* **Written request A**
According to the caching text, what happens when the limit set by max_entries is exceeded?

* **Text to read**

· · ·

Both limits can be combined:

cached = cache(store, ttl=300, max_content_size=1_048_576, max_listing_size=500)

To limit the total number of cache entries regardless of type, use max_entries. When exceeded, the least-recently-used entry is evicted:

cached = cache(store, ttl=300, max_entries=1000)

Cache Statistics¶

stats = cached.stats
print(f"Hits: {stats.hits}, Misses: {stats.misses}, Size: {stats.size}")

Manual Invalidation¶

# Invalidate a specific path
cached.invalidate("config.json")

# Clear the entire cache
cached.clear_cache()

Stale Data¶

The cache cannot detect writes made by other processes or other Store instances sharing the same backend. If your workload involves external mutations, either:

Set a short TTL (e.g., ttl=10).
Call invalidate(path) or clear_cache() when you know external writes occurred.

Composing with Observability¶

CachedStore composes with ObservedStore. The ordering determines what gets observed:

from remote_store import observe, cache

# Observe only cache misses (actual backend calls)
cached = cache(observe(store, on_read=my_hook), ttl=300)

# Observe all reads including cache hits
observed = observe(cache(store, ttl=300), on_read=my_hook)

Thread Safety¶

CachedStore and MemoryCache are thread-safe. They work correctly with batch_exists(concurrent=True) and similar concurrent access patterns.

· · ·

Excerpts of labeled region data
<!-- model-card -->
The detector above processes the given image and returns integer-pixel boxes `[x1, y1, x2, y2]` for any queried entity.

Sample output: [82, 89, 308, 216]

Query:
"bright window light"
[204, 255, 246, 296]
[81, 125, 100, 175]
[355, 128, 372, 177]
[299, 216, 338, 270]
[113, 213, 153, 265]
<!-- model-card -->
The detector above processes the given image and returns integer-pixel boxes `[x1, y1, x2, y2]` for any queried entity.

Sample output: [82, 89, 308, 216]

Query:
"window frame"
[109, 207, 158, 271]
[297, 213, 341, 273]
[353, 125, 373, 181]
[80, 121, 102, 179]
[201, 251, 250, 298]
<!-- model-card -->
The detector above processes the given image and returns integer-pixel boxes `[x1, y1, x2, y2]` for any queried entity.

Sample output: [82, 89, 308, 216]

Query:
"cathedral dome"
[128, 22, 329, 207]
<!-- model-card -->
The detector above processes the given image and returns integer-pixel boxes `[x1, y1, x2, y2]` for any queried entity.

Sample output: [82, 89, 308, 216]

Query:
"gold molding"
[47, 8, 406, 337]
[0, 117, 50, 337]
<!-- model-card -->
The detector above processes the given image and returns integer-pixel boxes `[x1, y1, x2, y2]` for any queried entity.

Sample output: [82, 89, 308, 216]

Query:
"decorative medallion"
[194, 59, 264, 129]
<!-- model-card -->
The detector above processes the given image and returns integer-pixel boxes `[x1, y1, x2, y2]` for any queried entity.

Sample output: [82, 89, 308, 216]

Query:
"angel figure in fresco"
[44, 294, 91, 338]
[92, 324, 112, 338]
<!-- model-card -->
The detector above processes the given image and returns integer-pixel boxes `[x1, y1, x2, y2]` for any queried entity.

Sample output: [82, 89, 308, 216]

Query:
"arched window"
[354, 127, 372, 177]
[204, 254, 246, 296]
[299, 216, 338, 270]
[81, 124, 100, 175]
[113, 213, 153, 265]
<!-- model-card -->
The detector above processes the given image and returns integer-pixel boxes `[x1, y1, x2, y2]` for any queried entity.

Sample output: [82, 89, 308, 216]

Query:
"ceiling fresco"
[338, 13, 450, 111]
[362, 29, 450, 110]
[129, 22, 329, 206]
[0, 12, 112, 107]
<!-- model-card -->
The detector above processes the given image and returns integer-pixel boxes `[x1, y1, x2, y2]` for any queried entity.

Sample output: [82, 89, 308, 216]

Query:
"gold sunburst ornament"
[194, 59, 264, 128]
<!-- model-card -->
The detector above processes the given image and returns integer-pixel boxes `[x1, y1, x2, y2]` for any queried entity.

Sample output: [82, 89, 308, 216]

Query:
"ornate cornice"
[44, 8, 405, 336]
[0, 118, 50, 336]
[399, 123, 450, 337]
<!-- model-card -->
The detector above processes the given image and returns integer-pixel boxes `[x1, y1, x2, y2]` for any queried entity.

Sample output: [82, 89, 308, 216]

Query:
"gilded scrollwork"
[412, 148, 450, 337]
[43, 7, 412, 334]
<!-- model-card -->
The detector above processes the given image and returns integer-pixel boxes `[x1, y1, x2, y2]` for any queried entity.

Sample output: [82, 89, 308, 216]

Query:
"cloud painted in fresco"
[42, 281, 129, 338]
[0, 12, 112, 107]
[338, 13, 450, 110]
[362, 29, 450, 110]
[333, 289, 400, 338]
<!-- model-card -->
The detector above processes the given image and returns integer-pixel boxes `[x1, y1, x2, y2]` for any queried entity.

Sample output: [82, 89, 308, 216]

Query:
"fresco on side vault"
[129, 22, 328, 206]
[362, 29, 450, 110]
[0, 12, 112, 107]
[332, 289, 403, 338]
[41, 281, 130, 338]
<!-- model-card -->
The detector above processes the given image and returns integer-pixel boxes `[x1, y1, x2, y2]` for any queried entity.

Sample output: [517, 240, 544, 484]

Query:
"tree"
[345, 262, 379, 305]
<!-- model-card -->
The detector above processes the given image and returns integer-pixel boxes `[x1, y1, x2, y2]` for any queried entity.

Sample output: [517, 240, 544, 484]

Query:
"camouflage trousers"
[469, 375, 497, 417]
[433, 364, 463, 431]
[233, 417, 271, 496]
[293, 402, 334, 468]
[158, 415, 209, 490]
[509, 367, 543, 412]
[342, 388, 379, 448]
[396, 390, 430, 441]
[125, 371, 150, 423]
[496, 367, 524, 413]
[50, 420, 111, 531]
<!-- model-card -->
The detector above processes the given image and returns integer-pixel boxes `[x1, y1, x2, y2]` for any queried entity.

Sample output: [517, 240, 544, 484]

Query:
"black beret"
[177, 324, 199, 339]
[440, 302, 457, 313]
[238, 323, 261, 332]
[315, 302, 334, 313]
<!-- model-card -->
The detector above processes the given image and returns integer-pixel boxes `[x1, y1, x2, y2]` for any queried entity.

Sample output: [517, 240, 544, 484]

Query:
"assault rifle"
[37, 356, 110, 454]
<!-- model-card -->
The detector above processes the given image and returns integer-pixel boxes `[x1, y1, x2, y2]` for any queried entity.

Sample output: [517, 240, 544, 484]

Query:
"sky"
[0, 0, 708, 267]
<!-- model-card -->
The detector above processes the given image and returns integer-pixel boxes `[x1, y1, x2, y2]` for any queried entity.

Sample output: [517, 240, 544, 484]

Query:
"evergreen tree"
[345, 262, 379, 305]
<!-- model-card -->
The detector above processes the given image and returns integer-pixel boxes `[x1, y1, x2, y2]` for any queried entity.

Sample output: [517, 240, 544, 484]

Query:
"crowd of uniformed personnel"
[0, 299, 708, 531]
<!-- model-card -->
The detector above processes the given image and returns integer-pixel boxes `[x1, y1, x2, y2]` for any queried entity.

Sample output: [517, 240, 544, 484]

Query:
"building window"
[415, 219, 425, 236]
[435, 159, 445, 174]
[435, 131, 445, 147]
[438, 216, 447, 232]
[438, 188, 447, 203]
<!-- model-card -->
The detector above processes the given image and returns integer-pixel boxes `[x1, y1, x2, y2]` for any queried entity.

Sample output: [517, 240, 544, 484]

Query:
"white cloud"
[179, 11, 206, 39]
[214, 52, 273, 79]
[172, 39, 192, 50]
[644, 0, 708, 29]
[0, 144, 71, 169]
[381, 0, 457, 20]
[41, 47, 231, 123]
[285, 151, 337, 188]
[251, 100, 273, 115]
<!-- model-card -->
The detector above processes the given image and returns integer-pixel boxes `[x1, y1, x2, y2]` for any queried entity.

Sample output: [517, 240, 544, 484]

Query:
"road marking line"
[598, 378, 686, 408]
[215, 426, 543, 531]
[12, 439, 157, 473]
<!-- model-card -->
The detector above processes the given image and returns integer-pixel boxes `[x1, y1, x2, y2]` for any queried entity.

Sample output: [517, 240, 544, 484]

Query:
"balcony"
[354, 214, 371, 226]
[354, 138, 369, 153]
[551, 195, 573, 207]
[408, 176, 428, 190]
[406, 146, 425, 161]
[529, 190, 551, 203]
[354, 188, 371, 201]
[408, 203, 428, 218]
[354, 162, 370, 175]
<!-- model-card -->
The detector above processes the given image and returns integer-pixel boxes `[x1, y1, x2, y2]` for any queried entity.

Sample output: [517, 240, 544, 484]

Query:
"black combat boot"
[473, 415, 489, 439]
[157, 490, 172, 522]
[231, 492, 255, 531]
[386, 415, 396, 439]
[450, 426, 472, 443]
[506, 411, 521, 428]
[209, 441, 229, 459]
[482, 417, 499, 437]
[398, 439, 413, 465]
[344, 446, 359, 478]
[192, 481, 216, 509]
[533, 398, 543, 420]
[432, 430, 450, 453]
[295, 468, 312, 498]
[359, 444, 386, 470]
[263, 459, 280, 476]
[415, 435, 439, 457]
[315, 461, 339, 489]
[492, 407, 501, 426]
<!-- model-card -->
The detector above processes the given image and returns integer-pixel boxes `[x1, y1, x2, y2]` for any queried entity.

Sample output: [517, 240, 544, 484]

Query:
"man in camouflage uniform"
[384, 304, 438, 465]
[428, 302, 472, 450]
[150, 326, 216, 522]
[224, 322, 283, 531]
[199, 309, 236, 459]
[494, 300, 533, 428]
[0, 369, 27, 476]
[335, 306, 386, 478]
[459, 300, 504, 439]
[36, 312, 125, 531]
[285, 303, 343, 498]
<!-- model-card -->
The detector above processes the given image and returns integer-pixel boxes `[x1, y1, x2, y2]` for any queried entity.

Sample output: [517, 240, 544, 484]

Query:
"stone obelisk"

· · ·

* **Written request B**
Show each line of the records that contains the string "cloud".

* **Finished answer A**
The least-recently-used entry is evicted.

* **Finished answer B**
"cloud painted in fresco"
"white cloud"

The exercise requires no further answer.